[Dataset entries]
══════

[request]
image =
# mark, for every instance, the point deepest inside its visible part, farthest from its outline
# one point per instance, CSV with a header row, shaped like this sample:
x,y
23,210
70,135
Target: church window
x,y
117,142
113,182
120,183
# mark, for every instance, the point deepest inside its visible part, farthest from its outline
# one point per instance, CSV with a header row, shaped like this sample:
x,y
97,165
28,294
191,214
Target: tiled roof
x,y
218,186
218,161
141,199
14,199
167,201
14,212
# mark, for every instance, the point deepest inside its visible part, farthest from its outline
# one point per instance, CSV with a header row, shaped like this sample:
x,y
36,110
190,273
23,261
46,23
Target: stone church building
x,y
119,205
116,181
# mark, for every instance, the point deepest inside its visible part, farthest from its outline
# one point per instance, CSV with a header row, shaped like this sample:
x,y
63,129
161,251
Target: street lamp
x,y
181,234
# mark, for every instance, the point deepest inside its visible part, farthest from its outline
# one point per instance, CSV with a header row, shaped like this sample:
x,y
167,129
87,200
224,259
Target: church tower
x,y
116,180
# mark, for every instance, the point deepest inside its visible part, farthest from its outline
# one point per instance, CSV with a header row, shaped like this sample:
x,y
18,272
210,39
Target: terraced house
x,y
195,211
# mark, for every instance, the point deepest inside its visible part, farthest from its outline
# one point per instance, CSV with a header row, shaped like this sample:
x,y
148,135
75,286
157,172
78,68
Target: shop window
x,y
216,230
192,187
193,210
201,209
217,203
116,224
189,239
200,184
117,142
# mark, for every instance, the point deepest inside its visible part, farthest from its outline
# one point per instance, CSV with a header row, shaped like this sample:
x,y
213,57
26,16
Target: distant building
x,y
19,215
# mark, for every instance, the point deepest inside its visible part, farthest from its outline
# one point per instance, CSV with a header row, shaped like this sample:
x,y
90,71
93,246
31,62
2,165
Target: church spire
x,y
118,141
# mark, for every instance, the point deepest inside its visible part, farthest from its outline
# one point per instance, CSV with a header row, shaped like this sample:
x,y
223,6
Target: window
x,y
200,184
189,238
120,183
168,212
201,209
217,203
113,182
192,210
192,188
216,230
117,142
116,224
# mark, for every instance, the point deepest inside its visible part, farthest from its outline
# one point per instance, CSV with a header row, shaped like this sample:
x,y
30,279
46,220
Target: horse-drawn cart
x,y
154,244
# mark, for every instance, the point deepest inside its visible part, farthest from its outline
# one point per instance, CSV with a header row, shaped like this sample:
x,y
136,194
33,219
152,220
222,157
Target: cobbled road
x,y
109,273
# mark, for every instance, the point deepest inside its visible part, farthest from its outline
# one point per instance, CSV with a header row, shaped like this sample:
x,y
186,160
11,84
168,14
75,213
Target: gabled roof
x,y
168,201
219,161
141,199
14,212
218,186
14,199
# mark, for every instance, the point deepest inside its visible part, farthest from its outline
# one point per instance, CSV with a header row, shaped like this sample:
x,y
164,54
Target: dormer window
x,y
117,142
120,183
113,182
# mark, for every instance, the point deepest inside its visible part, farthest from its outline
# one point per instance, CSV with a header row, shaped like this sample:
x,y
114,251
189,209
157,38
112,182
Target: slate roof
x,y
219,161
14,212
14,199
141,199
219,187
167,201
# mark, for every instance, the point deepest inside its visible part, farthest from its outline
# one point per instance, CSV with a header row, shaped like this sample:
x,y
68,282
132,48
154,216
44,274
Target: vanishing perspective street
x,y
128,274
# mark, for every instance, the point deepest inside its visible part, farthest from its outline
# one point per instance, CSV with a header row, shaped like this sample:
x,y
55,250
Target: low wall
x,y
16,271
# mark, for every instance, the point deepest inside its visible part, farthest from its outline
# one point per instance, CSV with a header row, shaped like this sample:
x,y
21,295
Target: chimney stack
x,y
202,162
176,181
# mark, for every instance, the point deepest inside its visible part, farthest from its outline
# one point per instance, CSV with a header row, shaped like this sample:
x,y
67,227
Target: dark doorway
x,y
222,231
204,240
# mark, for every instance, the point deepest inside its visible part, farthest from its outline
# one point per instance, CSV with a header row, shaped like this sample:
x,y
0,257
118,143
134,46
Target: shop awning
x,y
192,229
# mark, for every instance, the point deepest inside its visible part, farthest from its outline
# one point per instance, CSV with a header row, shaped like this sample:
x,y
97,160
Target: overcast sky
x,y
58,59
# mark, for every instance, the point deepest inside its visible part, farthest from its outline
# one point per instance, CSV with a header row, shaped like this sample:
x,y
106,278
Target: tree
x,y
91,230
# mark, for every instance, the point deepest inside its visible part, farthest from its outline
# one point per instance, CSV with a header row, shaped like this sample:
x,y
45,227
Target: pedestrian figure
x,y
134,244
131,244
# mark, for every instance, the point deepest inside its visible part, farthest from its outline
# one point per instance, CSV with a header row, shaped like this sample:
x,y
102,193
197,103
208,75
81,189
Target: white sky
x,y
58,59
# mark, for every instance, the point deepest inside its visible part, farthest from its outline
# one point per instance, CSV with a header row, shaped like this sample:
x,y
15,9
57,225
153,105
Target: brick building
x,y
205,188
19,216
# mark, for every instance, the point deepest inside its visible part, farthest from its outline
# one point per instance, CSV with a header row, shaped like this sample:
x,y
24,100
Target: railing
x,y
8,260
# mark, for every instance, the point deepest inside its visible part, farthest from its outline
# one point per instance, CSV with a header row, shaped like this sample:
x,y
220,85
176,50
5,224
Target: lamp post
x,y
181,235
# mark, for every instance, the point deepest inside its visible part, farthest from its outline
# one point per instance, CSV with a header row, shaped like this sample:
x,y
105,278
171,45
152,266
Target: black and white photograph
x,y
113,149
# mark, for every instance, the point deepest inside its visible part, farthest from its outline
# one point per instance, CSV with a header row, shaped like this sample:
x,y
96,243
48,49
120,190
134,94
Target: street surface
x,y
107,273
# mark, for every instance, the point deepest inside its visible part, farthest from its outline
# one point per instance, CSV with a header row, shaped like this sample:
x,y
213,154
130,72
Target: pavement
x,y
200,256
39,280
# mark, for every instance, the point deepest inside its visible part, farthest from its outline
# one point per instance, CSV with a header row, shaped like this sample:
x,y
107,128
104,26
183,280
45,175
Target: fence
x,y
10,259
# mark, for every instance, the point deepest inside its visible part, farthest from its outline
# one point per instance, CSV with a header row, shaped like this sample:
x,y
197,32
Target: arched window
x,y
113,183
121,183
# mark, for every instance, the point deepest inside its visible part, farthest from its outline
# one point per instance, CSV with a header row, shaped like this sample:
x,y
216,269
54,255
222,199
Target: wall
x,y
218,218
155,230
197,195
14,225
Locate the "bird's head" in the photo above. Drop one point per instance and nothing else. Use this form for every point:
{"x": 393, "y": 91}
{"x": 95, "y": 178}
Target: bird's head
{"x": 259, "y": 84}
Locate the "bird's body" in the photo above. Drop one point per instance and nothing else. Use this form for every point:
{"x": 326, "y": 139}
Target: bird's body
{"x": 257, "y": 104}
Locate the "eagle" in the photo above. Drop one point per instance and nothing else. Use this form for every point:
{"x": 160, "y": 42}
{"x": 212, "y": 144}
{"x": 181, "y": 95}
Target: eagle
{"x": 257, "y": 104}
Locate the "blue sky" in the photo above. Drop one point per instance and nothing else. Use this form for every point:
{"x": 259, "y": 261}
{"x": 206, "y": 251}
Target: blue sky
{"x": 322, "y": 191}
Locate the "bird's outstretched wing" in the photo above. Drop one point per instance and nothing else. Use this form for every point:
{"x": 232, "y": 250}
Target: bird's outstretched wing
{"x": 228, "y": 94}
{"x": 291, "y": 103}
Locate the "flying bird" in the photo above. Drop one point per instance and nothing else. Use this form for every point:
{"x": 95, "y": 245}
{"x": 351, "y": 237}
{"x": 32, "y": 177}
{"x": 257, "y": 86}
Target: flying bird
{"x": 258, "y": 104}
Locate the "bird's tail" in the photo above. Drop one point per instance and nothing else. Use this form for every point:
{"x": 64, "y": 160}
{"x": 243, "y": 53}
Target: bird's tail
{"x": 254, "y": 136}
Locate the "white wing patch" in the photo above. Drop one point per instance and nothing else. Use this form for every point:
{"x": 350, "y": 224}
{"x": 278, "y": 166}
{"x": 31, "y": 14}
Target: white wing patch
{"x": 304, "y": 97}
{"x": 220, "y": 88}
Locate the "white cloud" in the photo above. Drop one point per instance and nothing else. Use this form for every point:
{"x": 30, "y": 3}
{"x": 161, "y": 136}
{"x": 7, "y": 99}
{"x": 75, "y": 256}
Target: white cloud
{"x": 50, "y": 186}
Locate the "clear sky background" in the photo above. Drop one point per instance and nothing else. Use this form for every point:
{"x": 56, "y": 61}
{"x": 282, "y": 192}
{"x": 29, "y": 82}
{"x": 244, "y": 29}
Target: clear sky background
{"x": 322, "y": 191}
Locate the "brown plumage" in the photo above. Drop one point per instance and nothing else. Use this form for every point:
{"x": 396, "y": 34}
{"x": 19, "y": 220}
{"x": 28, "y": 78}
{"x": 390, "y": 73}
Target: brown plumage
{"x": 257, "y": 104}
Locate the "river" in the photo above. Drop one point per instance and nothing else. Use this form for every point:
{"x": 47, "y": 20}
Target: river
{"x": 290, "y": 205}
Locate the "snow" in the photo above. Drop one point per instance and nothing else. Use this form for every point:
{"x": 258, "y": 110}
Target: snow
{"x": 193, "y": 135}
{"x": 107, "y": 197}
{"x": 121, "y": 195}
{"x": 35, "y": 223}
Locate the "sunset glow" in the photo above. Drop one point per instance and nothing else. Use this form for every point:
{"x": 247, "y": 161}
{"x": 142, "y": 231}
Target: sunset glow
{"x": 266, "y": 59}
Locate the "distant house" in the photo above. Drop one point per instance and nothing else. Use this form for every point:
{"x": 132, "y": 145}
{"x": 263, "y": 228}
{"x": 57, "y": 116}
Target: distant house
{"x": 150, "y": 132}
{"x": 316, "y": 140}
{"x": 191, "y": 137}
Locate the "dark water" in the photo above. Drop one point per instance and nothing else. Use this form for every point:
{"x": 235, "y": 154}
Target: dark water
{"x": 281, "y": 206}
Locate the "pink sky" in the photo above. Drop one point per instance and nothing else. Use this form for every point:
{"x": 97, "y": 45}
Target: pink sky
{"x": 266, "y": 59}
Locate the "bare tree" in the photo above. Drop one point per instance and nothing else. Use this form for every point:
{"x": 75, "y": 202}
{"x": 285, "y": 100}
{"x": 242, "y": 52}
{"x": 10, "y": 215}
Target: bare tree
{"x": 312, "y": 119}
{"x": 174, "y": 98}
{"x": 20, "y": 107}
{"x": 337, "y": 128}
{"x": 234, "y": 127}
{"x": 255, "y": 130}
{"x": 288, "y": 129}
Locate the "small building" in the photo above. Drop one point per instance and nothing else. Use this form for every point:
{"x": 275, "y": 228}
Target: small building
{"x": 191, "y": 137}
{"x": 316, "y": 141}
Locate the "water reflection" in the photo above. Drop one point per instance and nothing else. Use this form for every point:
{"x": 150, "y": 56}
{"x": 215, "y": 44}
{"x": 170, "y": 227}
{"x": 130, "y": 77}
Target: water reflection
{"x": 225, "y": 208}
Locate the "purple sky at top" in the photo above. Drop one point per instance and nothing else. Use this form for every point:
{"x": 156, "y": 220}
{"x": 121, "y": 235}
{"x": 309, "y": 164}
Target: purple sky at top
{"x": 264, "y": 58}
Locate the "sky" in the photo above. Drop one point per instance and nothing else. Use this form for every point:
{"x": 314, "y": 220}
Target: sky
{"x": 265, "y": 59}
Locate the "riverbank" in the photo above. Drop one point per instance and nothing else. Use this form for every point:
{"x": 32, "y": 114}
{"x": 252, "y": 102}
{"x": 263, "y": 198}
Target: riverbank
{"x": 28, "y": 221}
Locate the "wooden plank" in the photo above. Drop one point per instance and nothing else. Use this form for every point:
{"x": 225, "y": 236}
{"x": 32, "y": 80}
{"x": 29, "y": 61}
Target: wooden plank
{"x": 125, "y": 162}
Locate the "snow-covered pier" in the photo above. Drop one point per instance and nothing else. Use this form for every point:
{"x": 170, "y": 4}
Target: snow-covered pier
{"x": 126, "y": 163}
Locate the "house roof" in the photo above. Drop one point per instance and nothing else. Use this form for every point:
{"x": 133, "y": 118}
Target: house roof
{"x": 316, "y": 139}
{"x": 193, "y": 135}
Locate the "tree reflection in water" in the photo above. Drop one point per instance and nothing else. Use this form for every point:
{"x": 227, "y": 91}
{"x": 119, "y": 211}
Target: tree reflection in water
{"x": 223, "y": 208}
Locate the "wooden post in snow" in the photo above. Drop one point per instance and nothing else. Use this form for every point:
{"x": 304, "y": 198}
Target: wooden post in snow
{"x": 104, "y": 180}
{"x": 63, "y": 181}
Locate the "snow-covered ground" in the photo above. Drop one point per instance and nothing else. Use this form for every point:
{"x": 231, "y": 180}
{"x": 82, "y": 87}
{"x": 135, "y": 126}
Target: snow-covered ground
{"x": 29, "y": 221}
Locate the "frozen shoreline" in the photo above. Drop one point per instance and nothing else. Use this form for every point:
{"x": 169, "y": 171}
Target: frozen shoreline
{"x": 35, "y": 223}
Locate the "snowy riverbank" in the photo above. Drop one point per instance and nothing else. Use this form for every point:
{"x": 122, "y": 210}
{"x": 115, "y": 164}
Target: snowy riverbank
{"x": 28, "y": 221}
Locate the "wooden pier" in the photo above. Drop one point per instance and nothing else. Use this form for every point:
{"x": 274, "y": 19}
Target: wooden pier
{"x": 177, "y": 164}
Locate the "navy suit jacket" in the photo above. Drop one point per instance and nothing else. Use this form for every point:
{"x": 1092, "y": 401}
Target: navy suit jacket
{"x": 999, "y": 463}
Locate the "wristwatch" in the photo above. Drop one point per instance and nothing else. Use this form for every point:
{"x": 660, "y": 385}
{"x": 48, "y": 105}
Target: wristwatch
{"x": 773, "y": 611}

══════

__PROBLEM REQUIREMENTS__. Each line from the one holding "Target: snow-covered ground" through the last line of the data is to be transcribed exactly, with nothing else added.

__TASK OUTPUT__.
Target: snow-covered ground
{"x": 29, "y": 221}
Locate the "frozen shoreline" in the photo above. Drop one point per instance and nothing else. Use this form for every point:
{"x": 169, "y": 171}
Target: frozen shoreline
{"x": 35, "y": 223}
Locate the "snowy riverbank" in the photo above. Drop one point per instance and nothing else. Use this form for every point:
{"x": 122, "y": 210}
{"x": 115, "y": 164}
Target: snowy riverbank
{"x": 28, "y": 221}
Locate the "wooden pier" in the photo above. Drop one point per instance and nothing else. Use this form for every point:
{"x": 274, "y": 19}
Target: wooden pier
{"x": 177, "y": 164}
Locate the "navy suit jacket" in the photo above. Drop one point per instance and nothing else. Use this form for every point:
{"x": 1092, "y": 401}
Target: navy suit jacket
{"x": 999, "y": 463}
Locate the "wristwatch" in the photo above. Drop one point per instance and nothing else. Use this form for every point:
{"x": 660, "y": 385}
{"x": 48, "y": 105}
Target: wristwatch
{"x": 773, "y": 611}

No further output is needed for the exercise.